### PASSAGE SHOWN
◇ ◇ ◇ ◇ ◇

Gabor Maté’s latest book is a sprawling but fascinating look at addiction that is part science, part diatribe, part character study, and part confessional. Maté, a physician at the Portland Clinic in Vancouver’s Downtown Eastside, treats the hardest of hardcore substance abusers. The facility houses North America’s first supervised injection site, focusing on harm reduction rather than the nebulous aim of “fighting” addiction.
In fact, the formidable 400-plus pages here do not offer even one recovery story. At the Portland, says Maté, “there is no chimera of redemption nor any expectation of socially acceptable outcomes, only an unsentimental recognition of the real needs of real human beings in the dingy present, based on a uniformly tragic past.”
For a generation reared on the feelgood platitudes of daytime TV talk shows, it’s a decidedly unglamorous reality. Maté’s portraits of his clients are wrenching, despite the frequent glimpses of humanity that lurk beneath the lies, manipulations, and criminal behaviour. His analysis of the biology of addiction shatters the widespread notion that drugs themselves cause dependency, and he is virulent in his attack on the impotent “war on drugs” waged here and south of the border. Most compellingly, he demonstrates how addiction fills the void created by emotional trauma by mimicking the positive brain chemicals that most of us experience over the course of a normal, loving childhood.

◇ ◇ ◇ ◇ ◇

### DATASET CONTENT
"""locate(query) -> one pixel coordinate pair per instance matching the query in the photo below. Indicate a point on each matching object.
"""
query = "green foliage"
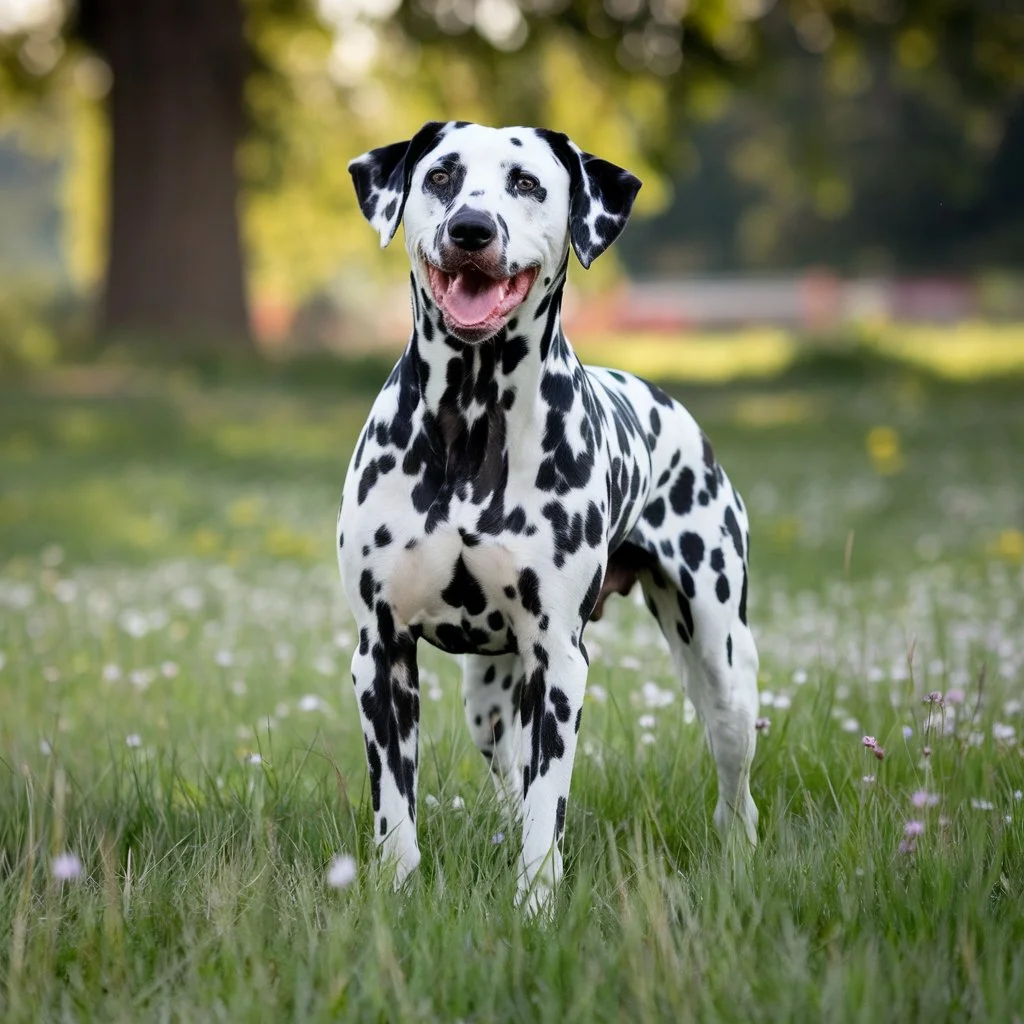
(865, 134)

◇ ◇ ◇ ◇ ◇

### EXERCISE DETAILS
In the review of Gabor Maté's book on addiction, where does Maté work as a physician?

### TASK RESULT
At the Portland Clinic in Vancouver's Downtown Eastside.